WHAT TO DO: Pull out every row below that contains the word "windshield", treating uppercase and lowercase as different.

EXTRACTED INFORMATION:
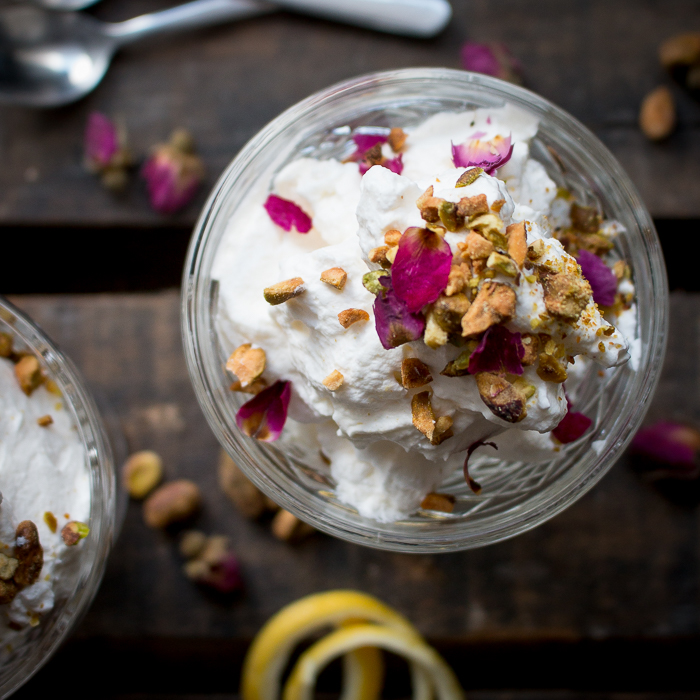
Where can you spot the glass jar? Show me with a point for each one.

==

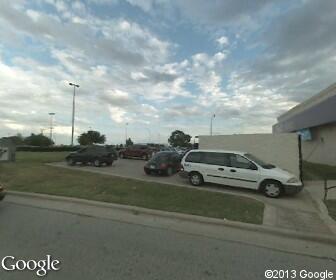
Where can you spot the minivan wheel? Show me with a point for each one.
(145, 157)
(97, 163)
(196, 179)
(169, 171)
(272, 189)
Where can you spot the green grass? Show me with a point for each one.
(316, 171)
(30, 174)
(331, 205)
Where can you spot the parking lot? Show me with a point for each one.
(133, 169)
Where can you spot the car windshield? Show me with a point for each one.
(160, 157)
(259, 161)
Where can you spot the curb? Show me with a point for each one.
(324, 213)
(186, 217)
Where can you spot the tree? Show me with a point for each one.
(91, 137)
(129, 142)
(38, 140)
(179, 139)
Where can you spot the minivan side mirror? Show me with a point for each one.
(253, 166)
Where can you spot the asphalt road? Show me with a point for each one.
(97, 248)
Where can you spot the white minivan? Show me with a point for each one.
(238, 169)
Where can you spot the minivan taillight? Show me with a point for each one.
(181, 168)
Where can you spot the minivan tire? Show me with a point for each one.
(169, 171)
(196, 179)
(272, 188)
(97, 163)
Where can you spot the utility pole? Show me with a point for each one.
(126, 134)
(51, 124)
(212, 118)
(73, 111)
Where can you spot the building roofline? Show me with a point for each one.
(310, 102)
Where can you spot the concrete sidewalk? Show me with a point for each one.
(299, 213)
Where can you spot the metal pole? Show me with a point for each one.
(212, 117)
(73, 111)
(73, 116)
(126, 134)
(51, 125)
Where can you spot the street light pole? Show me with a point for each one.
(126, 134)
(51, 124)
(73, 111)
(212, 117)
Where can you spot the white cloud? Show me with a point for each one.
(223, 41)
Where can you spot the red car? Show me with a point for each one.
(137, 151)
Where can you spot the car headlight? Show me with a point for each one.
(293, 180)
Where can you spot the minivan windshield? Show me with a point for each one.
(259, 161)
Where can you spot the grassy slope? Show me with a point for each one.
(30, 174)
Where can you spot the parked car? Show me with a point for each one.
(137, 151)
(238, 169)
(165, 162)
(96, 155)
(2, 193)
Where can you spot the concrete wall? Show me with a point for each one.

COMPLETE ANSWER:
Where can you spot the car windshield? Show me with a point for each one.
Where can you spot the minivan windshield? Show me with a point for each one.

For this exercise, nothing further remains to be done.